***** Исходный текст *****

Одна из таких ценностей – наследие. Наследие – то есть прошлое, выдуманная тоска по прошлому. Людям мерещится, что раньше было лучше. При Моцарте было лучше, все было такое прекрасное – это то есть когда вонючие люди ходили по щиколотку в нечистотах, когда редкий новорожденный выживал? В России придумали ностальгию по царю или, того круче, по Сталину – тут вы и без меня понимаете, какой это бред.

Давайте уже начнем жить. Смысл жизни в том, чтобы жить сейчас и дальше, не в том, чтобы двигаться задом наперед. Искусство в любой своей форме – это всегда про будущее. Нельзя создать прошлое. Вы сейчас дышите – вы каждый раз делаете следующий вздох, а не предыдущий! Художественный опыт потому и важен, что питает нас, чтобы мы могли жить в будущее, расти, понимать, учиться.

Классический балет – жертва идеализации прошлого, но сам по себе идеализм, который находится в сердце балета, – это восхитительно. Задача в том, чтобы оставить идеализм и отлепить от него ложную ностальгию. Почему нет? Мы все идеалисты. Человек не утратил стремления к большему, так он создан.

Откуда я это знаю? Оттуда, что консьюмеризм – другая сторона того же качества. Человек никогда не довольствуется тем, что имеет, ему всегда нужно больше. Больше вещей, но и больше творчества. Больше денег, но и больше свободы. Искусство и культура могут развернуть это свойство в сторону хорошего. Все виды искусства и культуры.

«Милосердие Тита», Турин, 2008. Моника Бачелли – Секст, Джузеппе Фильянотти – Тит

АМ Как ваше особое отношение к простым людям, рабочему классу, к доступности ваших спектаклей сочетается с работой в очень богатых оперных домах?

ГВ О боже. Ну и вопросики.

Ни один человек не сводится только к чему-то одному. Вы наверняка тоже.

*****

» **Что сделать**: Допишите интервью об искусстве и тоске по прошлому, начиная сразу после его последней фразы.

***** Исходные данные *****

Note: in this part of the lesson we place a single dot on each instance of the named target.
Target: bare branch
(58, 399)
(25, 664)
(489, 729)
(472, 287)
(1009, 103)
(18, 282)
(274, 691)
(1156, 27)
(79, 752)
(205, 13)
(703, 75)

*****

» **Ваш ответ**:
Я творец. Так я научился себя воспринимать. Для этой части моей души нужна пища. Творцу необходимо постоянно сталкиваться с новыми сложными задачами, и в этом плане ничто не сравнится с работой с великими артистами. В Бирмингеме бывают великолепные музыканты, изумительные – и замечательные люди, но по-настоящему великие артисты обычно стоят других денег. Поймите меня правильно: это не скряги, это люди с великими душами, но они обычно работают в богатых оперных домах. Время от времени иметь с ними дело необходимо, чтобы не терять ориентиров, не опускать планку, бескомпромиссно стремиться делать только самое лучшее, бороться со стагнацией в себе.

Конечно, в богатых оперных домах водятся не только великие артисты – там работает фабрика по изготовлению спектаклей, функционирует система звезд, там редко считаются с людьми, которые не прославились на весь мир. Так что там всегда непросто. И, если честно, я готов к такой работе все меньше и меньше. С тех пор, как я основал театр в Бирмингеме, я все больше занимаюсь им, а на работу в международных знаменитых театрах соглашаюсь ровно настолько, чтобы в Британии ко мне продолжали прислушиваться. И мне нужно оставаться на виду, чтобы в Европе узнали об Опере Бирмингема.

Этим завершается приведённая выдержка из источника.